▶ [Exercise goal]
Reproduce every line of the material below character for character, leaving out the picture.

▶ [Stored data]
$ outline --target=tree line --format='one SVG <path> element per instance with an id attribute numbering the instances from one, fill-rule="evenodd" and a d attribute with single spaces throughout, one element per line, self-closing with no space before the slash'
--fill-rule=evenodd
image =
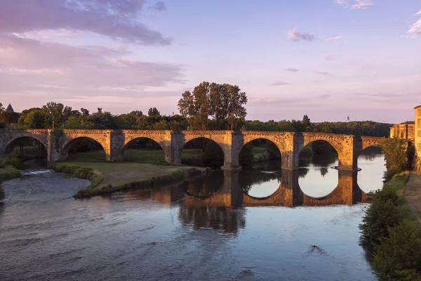
<path id="1" fill-rule="evenodd" d="M 247 95 L 236 85 L 202 82 L 182 94 L 180 115 L 162 115 L 154 107 L 114 115 L 98 107 L 91 112 L 49 102 L 22 112 L 6 111 L 0 103 L 0 129 L 98 129 L 156 130 L 241 130 L 322 132 L 388 136 L 391 124 L 372 121 L 312 123 L 301 120 L 246 120 Z"/>

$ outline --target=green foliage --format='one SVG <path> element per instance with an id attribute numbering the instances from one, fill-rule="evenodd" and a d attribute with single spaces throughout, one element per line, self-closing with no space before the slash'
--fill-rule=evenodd
<path id="1" fill-rule="evenodd" d="M 8 126 L 18 123 L 19 117 L 20 117 L 20 113 L 6 110 L 0 111 L 0 122 L 4 122 Z"/>
<path id="2" fill-rule="evenodd" d="M 385 138 L 382 143 L 382 152 L 386 159 L 386 180 L 389 180 L 393 176 L 406 169 L 408 155 L 404 140 L 396 138 Z"/>
<path id="3" fill-rule="evenodd" d="M 373 267 L 382 279 L 421 280 L 421 230 L 403 221 L 388 228 L 375 247 Z"/>
<path id="4" fill-rule="evenodd" d="M 21 117 L 19 121 L 20 124 L 31 129 L 51 128 L 53 124 L 51 117 L 44 110 L 31 110 Z"/>
<path id="5" fill-rule="evenodd" d="M 11 165 L 15 169 L 20 168 L 22 163 L 22 155 L 18 151 L 14 150 L 12 153 L 8 155 L 6 159 L 6 164 Z"/>
<path id="6" fill-rule="evenodd" d="M 362 242 L 374 245 L 372 266 L 380 280 L 421 280 L 421 227 L 403 195 L 409 177 L 397 174 L 370 195 L 360 225 Z"/>
<path id="7" fill-rule="evenodd" d="M 78 111 L 72 110 L 69 106 L 65 106 L 62 103 L 53 102 L 47 103 L 42 107 L 42 110 L 50 116 L 54 127 L 62 125 L 69 117 L 80 114 Z"/>
<path id="8" fill-rule="evenodd" d="M 82 108 L 83 109 L 83 108 Z M 94 129 L 95 124 L 89 121 L 88 115 L 71 116 L 63 124 L 64 129 Z"/>
<path id="9" fill-rule="evenodd" d="M 249 143 L 241 148 L 239 162 L 241 166 L 250 166 L 253 163 L 253 144 Z"/>
<path id="10" fill-rule="evenodd" d="M 218 143 L 206 140 L 203 147 L 203 164 L 210 167 L 220 167 L 224 164 L 224 152 Z"/>
<path id="11" fill-rule="evenodd" d="M 408 147 L 406 148 L 406 158 L 408 159 L 406 169 L 408 171 L 413 171 L 415 169 L 415 146 L 412 142 L 408 142 Z"/>
<path id="12" fill-rule="evenodd" d="M 359 226 L 363 242 L 378 243 L 382 237 L 387 236 L 387 228 L 397 225 L 401 219 L 392 201 L 385 202 L 375 197 Z"/>
<path id="13" fill-rule="evenodd" d="M 4 168 L 0 169 L 0 183 L 4 181 L 13 180 L 20 176 L 20 171 L 11 166 L 6 166 Z"/>
<path id="14" fill-rule="evenodd" d="M 202 82 L 193 93 L 183 93 L 178 105 L 190 129 L 238 130 L 247 114 L 246 103 L 247 96 L 238 86 Z M 210 118 L 215 120 L 215 127 L 210 127 Z"/>

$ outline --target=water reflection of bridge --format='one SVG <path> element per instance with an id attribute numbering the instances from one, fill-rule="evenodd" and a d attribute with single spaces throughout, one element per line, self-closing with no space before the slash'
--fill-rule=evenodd
<path id="1" fill-rule="evenodd" d="M 366 202 L 367 196 L 357 184 L 357 172 L 338 171 L 336 188 L 328 195 L 321 198 L 313 198 L 306 195 L 298 183 L 298 171 L 283 171 L 278 189 L 265 198 L 255 198 L 247 195 L 243 190 L 244 183 L 240 181 L 240 173 L 224 171 L 223 181 L 218 183 L 217 178 L 206 179 L 199 183 L 199 188 L 206 188 L 204 183 L 217 181 L 221 188 L 214 193 L 207 190 L 206 195 L 197 195 L 187 190 L 197 185 L 195 181 L 187 181 L 183 184 L 154 190 L 148 197 L 162 202 L 171 202 L 183 200 L 180 204 L 191 207 L 248 207 L 259 206 L 328 206 L 351 205 L 358 202 Z"/>
<path id="2" fill-rule="evenodd" d="M 222 231 L 236 235 L 246 226 L 246 211 L 242 207 L 259 206 L 327 206 L 350 205 L 366 201 L 366 195 L 356 183 L 356 172 L 338 171 L 338 183 L 332 192 L 322 198 L 304 194 L 298 184 L 298 171 L 283 171 L 279 187 L 272 195 L 253 198 L 244 191 L 240 173 L 224 171 L 210 178 L 199 178 L 178 185 L 135 190 L 127 194 L 130 200 L 154 200 L 179 207 L 178 219 L 185 226 Z M 243 179 L 243 177 L 241 178 Z M 251 184 L 264 181 L 253 178 Z M 213 186 L 212 184 L 213 184 Z"/>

▶ [Answer to this exercise]
$ outline --target=tree line --format='one SVG <path> element per instance with an id attribute numbering the instances from one, fill-rule="evenodd" and a d attribute with single spaces throughout, one element per line, self-closing with no space before the slash'
--fill-rule=evenodd
image =
<path id="1" fill-rule="evenodd" d="M 247 95 L 236 85 L 202 82 L 182 94 L 180 115 L 162 115 L 154 107 L 114 115 L 98 107 L 91 112 L 49 102 L 22 112 L 6 111 L 0 103 L 0 129 L 98 129 L 156 130 L 241 130 L 322 132 L 388 136 L 391 124 L 372 121 L 312 123 L 301 120 L 246 120 Z"/>

$ outline --target=green foliage --format='one SVG <path> element per instance with an id attribute numbering the instances from one, fill-rule="evenodd" and a d attribute with single spaces throughout, one element per line, self-closing with no space before the slash'
--fill-rule=evenodd
<path id="1" fill-rule="evenodd" d="M 8 126 L 18 123 L 19 117 L 20 117 L 20 113 L 6 110 L 0 111 L 0 122 L 4 122 Z"/>
<path id="2" fill-rule="evenodd" d="M 385 138 L 382 143 L 382 152 L 386 159 L 386 180 L 389 180 L 393 176 L 406 169 L 408 155 L 404 140 L 396 138 Z"/>
<path id="3" fill-rule="evenodd" d="M 373 267 L 382 279 L 421 280 L 421 230 L 403 221 L 388 228 L 375 247 Z"/>
<path id="4" fill-rule="evenodd" d="M 21 117 L 19 121 L 20 124 L 31 129 L 51 128 L 53 124 L 51 117 L 44 110 L 31 110 Z"/>
<path id="5" fill-rule="evenodd" d="M 11 165 L 15 169 L 20 168 L 22 163 L 22 155 L 18 151 L 14 150 L 12 153 L 8 155 L 6 159 L 6 164 Z"/>
<path id="6" fill-rule="evenodd" d="M 362 242 L 374 245 L 372 266 L 380 280 L 421 280 L 421 227 L 403 195 L 409 177 L 397 174 L 370 195 L 360 225 Z"/>
<path id="7" fill-rule="evenodd" d="M 78 111 L 72 110 L 69 106 L 65 106 L 62 103 L 53 102 L 47 103 L 42 107 L 42 110 L 50 116 L 54 127 L 62 125 L 69 117 L 80 114 Z"/>
<path id="8" fill-rule="evenodd" d="M 82 108 L 83 109 L 83 108 Z M 94 129 L 95 124 L 89 121 L 88 115 L 71 116 L 63 124 L 64 129 Z"/>
<path id="9" fill-rule="evenodd" d="M 249 143 L 241 148 L 239 162 L 241 166 L 250 166 L 253 163 L 253 144 Z"/>
<path id="10" fill-rule="evenodd" d="M 218 143 L 206 140 L 203 147 L 203 164 L 210 167 L 220 167 L 224 164 L 224 152 Z"/>
<path id="11" fill-rule="evenodd" d="M 408 147 L 406 148 L 406 158 L 408 159 L 406 169 L 408 171 L 413 171 L 415 169 L 415 146 L 412 142 L 408 142 Z"/>
<path id="12" fill-rule="evenodd" d="M 359 226 L 363 242 L 378 243 L 382 237 L 387 236 L 387 228 L 397 225 L 401 219 L 392 201 L 385 202 L 375 197 Z"/>
<path id="13" fill-rule="evenodd" d="M 4 168 L 0 169 L 0 183 L 4 181 L 13 180 L 20 176 L 20 171 L 11 166 L 6 166 Z"/>
<path id="14" fill-rule="evenodd" d="M 202 82 L 193 93 L 183 93 L 178 105 L 190 129 L 238 130 L 247 114 L 246 103 L 247 96 L 238 86 Z M 210 118 L 215 120 L 215 127 L 210 127 Z"/>

$ outline --target=water reflection of bridge --format='one SVG <path> element per instance with an id attribute numbering the instances from one, fill-rule="evenodd" and a d attribute with single spaces throughout, one element per line, self-closing with no space before the slash'
--fill-rule=evenodd
<path id="1" fill-rule="evenodd" d="M 366 202 L 367 196 L 357 184 L 357 172 L 338 171 L 336 188 L 328 195 L 321 198 L 313 198 L 306 195 L 298 183 L 298 171 L 283 171 L 278 189 L 265 198 L 255 198 L 247 195 L 243 190 L 244 183 L 240 181 L 240 173 L 224 171 L 223 181 L 218 183 L 217 178 L 206 179 L 199 183 L 199 188 L 206 188 L 204 183 L 217 181 L 221 188 L 214 193 L 207 190 L 206 195 L 197 195 L 187 190 L 197 185 L 195 181 L 187 181 L 183 184 L 154 190 L 148 197 L 162 202 L 171 202 L 183 200 L 180 204 L 191 207 L 248 207 L 259 206 L 328 206 L 351 205 L 358 202 Z"/>
<path id="2" fill-rule="evenodd" d="M 222 231 L 236 235 L 246 226 L 246 211 L 242 207 L 259 206 L 327 206 L 350 205 L 366 201 L 366 195 L 356 183 L 356 172 L 338 171 L 338 183 L 332 192 L 322 198 L 304 194 L 298 184 L 298 171 L 283 171 L 279 187 L 272 195 L 253 198 L 244 191 L 240 173 L 224 171 L 210 178 L 199 178 L 178 185 L 135 190 L 127 194 L 130 200 L 154 200 L 179 207 L 178 219 L 185 226 Z M 243 179 L 243 177 L 241 178 Z M 251 184 L 264 181 L 253 178 Z M 213 186 L 212 184 L 213 184 Z"/>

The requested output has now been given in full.